Entries provided:

· · ·

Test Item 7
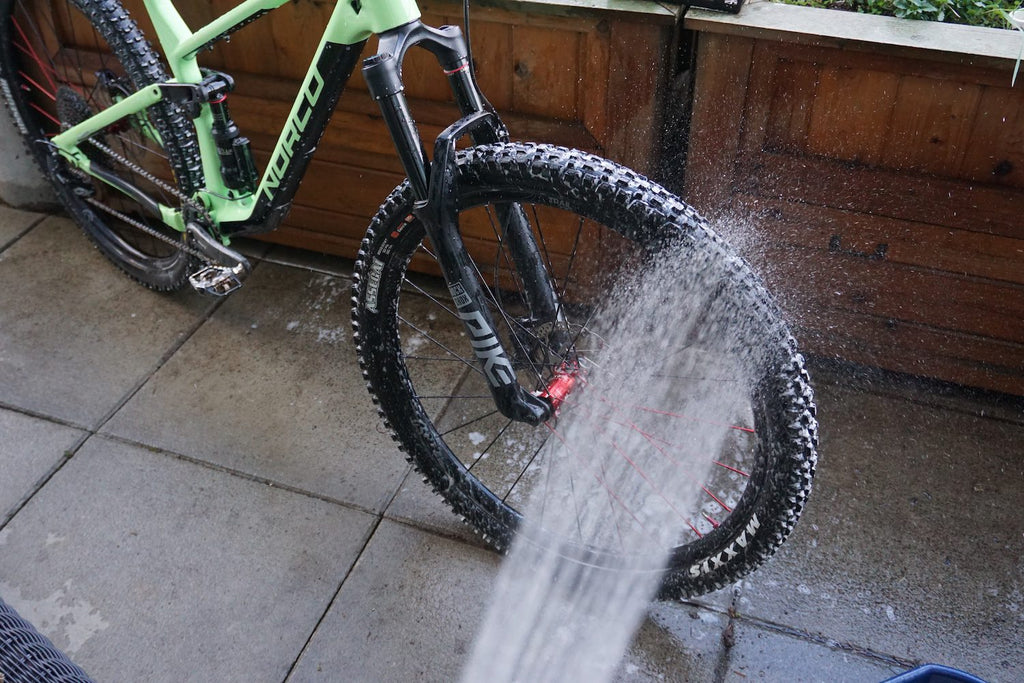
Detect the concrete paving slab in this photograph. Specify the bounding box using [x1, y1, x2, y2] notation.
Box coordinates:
[0, 409, 86, 523]
[289, 519, 728, 682]
[0, 206, 46, 248]
[0, 437, 374, 681]
[615, 602, 729, 683]
[104, 263, 409, 510]
[720, 621, 905, 683]
[290, 519, 500, 683]
[738, 385, 1024, 681]
[0, 217, 210, 427]
[264, 244, 358, 278]
[384, 471, 489, 548]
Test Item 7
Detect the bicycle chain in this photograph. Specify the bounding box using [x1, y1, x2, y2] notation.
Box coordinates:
[72, 137, 214, 265]
[82, 197, 214, 265]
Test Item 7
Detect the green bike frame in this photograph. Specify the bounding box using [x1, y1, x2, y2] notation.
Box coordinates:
[51, 0, 420, 236]
[52, 0, 561, 425]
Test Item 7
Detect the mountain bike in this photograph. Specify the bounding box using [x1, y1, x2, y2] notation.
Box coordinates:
[0, 0, 817, 596]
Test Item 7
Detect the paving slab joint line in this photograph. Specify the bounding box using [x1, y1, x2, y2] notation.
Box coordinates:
[0, 262, 256, 532]
[730, 609, 924, 670]
[96, 433, 382, 518]
[0, 212, 53, 253]
[0, 430, 92, 532]
[280, 477, 404, 683]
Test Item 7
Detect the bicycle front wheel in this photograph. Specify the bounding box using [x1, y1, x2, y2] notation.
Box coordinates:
[353, 144, 816, 596]
[0, 0, 201, 290]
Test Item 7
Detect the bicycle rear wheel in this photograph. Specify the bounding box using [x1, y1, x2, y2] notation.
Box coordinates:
[0, 0, 200, 290]
[353, 144, 816, 596]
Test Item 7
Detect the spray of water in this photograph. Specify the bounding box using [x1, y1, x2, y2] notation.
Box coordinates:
[463, 242, 754, 683]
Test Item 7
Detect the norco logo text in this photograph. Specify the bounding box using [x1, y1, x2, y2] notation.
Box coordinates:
[263, 69, 324, 200]
[459, 310, 515, 387]
[689, 515, 761, 579]
[367, 258, 384, 313]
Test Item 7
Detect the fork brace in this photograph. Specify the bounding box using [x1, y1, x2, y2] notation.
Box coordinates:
[413, 111, 554, 425]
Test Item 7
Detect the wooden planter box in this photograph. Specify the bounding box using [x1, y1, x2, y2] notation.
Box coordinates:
[126, 0, 677, 257]
[685, 2, 1024, 394]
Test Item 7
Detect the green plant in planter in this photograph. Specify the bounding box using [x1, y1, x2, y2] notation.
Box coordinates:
[782, 0, 1019, 29]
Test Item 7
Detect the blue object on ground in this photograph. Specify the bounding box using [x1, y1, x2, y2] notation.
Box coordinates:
[884, 664, 985, 683]
[0, 600, 92, 683]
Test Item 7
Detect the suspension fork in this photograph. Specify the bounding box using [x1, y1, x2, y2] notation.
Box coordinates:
[362, 20, 560, 425]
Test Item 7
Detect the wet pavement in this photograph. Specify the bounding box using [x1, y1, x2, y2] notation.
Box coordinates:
[0, 208, 1024, 681]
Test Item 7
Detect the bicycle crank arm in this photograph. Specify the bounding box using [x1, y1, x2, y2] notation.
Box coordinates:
[413, 112, 554, 425]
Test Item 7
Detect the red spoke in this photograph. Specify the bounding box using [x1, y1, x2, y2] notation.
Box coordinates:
[29, 102, 60, 127]
[609, 439, 700, 537]
[17, 71, 57, 101]
[11, 17, 57, 92]
[569, 411, 702, 538]
[700, 486, 732, 512]
[713, 460, 751, 478]
[630, 405, 754, 434]
[544, 422, 657, 539]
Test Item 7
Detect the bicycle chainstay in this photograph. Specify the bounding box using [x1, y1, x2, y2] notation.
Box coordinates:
[67, 137, 215, 265]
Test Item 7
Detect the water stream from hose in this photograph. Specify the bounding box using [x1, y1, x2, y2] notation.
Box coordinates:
[463, 242, 752, 683]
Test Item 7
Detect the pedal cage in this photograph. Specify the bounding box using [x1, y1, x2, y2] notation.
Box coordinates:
[188, 265, 242, 297]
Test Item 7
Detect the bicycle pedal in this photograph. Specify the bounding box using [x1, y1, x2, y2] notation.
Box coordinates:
[188, 265, 242, 297]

· · ·

Aim:
Render every line of the listing above as a Markdown table with the columns No. and Entry, numbering the lines in order. Skip blank lines and leave out the picture markers.

Complete output:
| No. | Entry |
|---|---|
| 1 | Test Item 7 |
| 2 | Detect the concrete paving slab in this photograph. Specify the bounding box using [x1, y1, x2, y2] notation. |
| 3 | Box coordinates: |
| 4 | [0, 409, 86, 523] |
| 5 | [289, 519, 728, 682] |
| 6 | [0, 206, 46, 248] |
| 7 | [0, 437, 374, 681] |
| 8 | [615, 602, 729, 683] |
| 9 | [104, 263, 409, 510] |
| 10 | [720, 621, 905, 683] |
| 11 | [290, 519, 500, 683] |
| 12 | [738, 385, 1024, 681] |
| 13 | [0, 217, 210, 427] |
| 14 | [264, 244, 358, 278] |
| 15 | [384, 471, 489, 548] |
| 16 | Test Item 7 |
| 17 | Detect the bicycle chain in this photograph. Specify the bounding box using [x1, y1, x2, y2] notation. |
| 18 | Box coordinates: |
| 19 | [72, 137, 214, 265] |
| 20 | [82, 197, 214, 265] |
| 21 | Test Item 7 |
| 22 | Detect the green bike frame in this photograph. Specify the bounding box using [x1, y1, x2, y2] notation. |
| 23 | Box coordinates: |
| 24 | [51, 0, 420, 236] |
| 25 | [52, 0, 561, 425] |
| 26 | Test Item 7 |
| 27 | Detect the mountain bike in this photograph. Specify the bounding box using [x1, y1, x2, y2] notation. |
| 28 | Box coordinates: |
| 29 | [0, 0, 817, 596] |
| 30 | Test Item 7 |
| 31 | Detect the paving slab joint line in this photograph. Specify the bounding box using [x1, y1, x2, y2] notation. |
| 32 | Box coordinates: |
| 33 | [0, 262, 256, 532] |
| 34 | [730, 609, 924, 670] |
| 35 | [96, 433, 382, 518] |
| 36 | [0, 212, 53, 253] |
| 37 | [0, 430, 92, 532] |
| 38 | [280, 477, 404, 683] |
| 39 | Test Item 7 |
| 40 | Detect the bicycle front wheel in this photograph. Specify the bounding box using [x1, y1, x2, y2] notation. |
| 41 | Box coordinates: |
| 42 | [353, 144, 816, 596] |
| 43 | [0, 0, 201, 290] |
| 44 | Test Item 7 |
| 45 | Detect the bicycle rear wheel in this photograph. Specify the bounding box using [x1, y1, x2, y2] notation. |
| 46 | Box coordinates: |
| 47 | [0, 0, 200, 290] |
| 48 | [353, 144, 816, 596] |
| 49 | Test Item 7 |
| 50 | Detect the spray of water in this photograph. Specify the bounding box using [x1, y1, x2, y2] notation. |
| 51 | Box coordinates: |
| 52 | [463, 242, 754, 683] |
| 53 | Test Item 7 |
| 54 | Detect the norco logo text in this photograph. Specify the bounding box using [x1, y1, x2, y2] notation. |
| 55 | Box coordinates: |
| 56 | [263, 69, 324, 200] |
| 57 | [459, 310, 515, 387] |
| 58 | [689, 515, 761, 579] |
| 59 | [367, 258, 384, 313] |
| 60 | Test Item 7 |
| 61 | Detect the fork brace in this photograph. Specify the bounding box using [x1, y1, x2, y2] notation. |
| 62 | Box coordinates: |
| 63 | [413, 111, 554, 425] |
| 64 | Test Item 7 |
| 65 | Detect the wooden planter box in this photograph. Specify the bounding box using [x1, y1, x2, y2] notation. |
| 66 | Box coordinates: |
| 67 | [126, 0, 677, 257] |
| 68 | [685, 2, 1024, 394] |
| 69 | Test Item 7 |
| 70 | Detect the green plant in planter in this photograph. Specify the bounding box using [x1, y1, x2, y2] notation. |
| 71 | Box coordinates: |
| 72 | [782, 0, 1019, 29] |
| 73 | Test Item 7 |
| 74 | Detect the blue object on ground in this photograph. Specify the bounding box using [x1, y1, x2, y2] notation. |
| 75 | Box coordinates: |
| 76 | [884, 664, 985, 683] |
| 77 | [0, 600, 92, 683] |
| 78 | Test Item 7 |
| 79 | Detect the suspension fork in this photograph. Specify the bounding box using [x1, y1, x2, y2] notation. |
| 80 | Box coordinates: |
| 81 | [362, 20, 560, 425] |
| 82 | Test Item 7 |
| 83 | Detect the wet pavement in this photograph. Specify the bounding box using [x1, y1, x2, y2] notation. |
| 84 | Box coordinates: |
| 85 | [0, 208, 1024, 681] |
| 86 | Test Item 7 |
| 87 | Detect the bicycle crank arm in this photograph. Specify the bounding box using [x1, y1, x2, y2] notation. |
| 88 | Box coordinates: |
| 89 | [413, 112, 554, 425] |
| 90 | Test Item 7 |
| 91 | Detect the red spoke in this photograph. Specify the bounding box using [x1, y1, x2, y2] notation. |
| 92 | Box coordinates: |
| 93 | [29, 102, 60, 127] |
| 94 | [609, 439, 700, 537] |
| 95 | [17, 71, 57, 101] |
| 96 | [11, 17, 57, 92] |
| 97 | [569, 411, 702, 538] |
| 98 | [700, 486, 732, 512] |
| 99 | [713, 460, 751, 478] |
| 100 | [630, 405, 754, 434] |
| 101 | [544, 422, 657, 539] |
| 102 | Test Item 7 |
| 103 | Detect the bicycle chainstay in this photograph. Specify the bounding box using [x1, y1, x2, y2] notation. |
| 104 | Box coordinates: |
| 105 | [67, 137, 215, 265] |
| 106 | Test Item 7 |
| 107 | Detect the water stream from hose in this photograph. Specify the bounding box using [x1, y1, x2, y2] notation. |
| 108 | Box coordinates: |
| 109 | [463, 242, 752, 683] |
| 110 | Test Item 7 |
| 111 | Detect the pedal cage in this photograph. Specify the bounding box using [x1, y1, x2, y2] notation. |
| 112 | Box coordinates: |
| 113 | [188, 265, 242, 297] |
| 114 | Test Item 7 |
| 115 | Detect the bicycle pedal in this photograph. Specify the bounding box using [x1, y1, x2, y2] notation. |
| 116 | Box coordinates: |
| 117 | [188, 265, 242, 297] |